Convert the records below into a JSON list of strings with one string per line, skipping blank lines, starting with the line containing "Mark a point on each instance of the vertical" and going on through the line containing "x=400, y=251". Include both of those lines and nothing outside that range.

## Start The data

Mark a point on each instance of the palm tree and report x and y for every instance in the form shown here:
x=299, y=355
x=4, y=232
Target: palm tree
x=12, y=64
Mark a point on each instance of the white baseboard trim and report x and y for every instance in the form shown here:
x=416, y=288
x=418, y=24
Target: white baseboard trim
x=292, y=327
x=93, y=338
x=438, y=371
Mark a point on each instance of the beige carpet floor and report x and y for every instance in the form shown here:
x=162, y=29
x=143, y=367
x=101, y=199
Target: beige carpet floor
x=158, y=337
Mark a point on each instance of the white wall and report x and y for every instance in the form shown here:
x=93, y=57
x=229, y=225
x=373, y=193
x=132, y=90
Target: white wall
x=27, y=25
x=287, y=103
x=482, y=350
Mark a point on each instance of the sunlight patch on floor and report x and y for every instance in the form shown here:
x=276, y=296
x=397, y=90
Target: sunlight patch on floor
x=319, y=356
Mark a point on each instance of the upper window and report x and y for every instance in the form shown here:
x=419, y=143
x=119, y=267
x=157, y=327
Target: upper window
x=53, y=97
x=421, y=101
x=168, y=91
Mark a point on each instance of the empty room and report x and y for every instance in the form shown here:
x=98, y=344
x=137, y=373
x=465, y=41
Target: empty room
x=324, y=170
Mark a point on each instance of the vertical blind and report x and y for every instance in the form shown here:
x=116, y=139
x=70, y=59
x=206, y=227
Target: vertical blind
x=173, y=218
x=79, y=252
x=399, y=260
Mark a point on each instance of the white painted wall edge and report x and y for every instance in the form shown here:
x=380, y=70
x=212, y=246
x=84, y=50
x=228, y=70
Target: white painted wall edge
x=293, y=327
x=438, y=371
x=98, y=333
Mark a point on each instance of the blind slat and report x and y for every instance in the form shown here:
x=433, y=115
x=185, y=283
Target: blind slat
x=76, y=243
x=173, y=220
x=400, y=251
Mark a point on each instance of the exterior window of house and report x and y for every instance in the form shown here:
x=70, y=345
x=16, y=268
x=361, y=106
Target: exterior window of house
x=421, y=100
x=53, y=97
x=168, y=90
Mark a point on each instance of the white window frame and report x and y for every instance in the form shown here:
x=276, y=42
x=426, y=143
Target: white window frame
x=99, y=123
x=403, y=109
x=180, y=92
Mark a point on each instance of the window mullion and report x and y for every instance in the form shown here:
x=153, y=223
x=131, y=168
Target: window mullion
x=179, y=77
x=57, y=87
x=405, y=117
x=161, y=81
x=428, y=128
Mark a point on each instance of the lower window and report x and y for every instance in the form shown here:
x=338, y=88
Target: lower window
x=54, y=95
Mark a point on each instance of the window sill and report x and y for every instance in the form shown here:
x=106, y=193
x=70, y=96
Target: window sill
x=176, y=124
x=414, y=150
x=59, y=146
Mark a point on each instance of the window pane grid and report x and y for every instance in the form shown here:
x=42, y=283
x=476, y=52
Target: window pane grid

## End The data

Exercise result:
[
  "Mark a point on each instance of the vertical blind and report x and y for every instance in the form shown here:",
  "x=116, y=139",
  "x=70, y=59",
  "x=206, y=227",
  "Target: vertical blind",
  "x=173, y=218",
  "x=79, y=252",
  "x=399, y=260",
  "Mark a point on each instance of the white painted wall edge and report x and y for every instance in the form shown here:",
  "x=380, y=70",
  "x=212, y=246",
  "x=84, y=50",
  "x=228, y=70",
  "Target: white painted wall edge",
  "x=293, y=327",
  "x=438, y=371",
  "x=98, y=333",
  "Mark a point on each instance of the blind slat and report x and y for every instance in the form shown here:",
  "x=433, y=115",
  "x=185, y=283",
  "Target: blind slat",
  "x=76, y=243",
  "x=173, y=220",
  "x=400, y=251"
]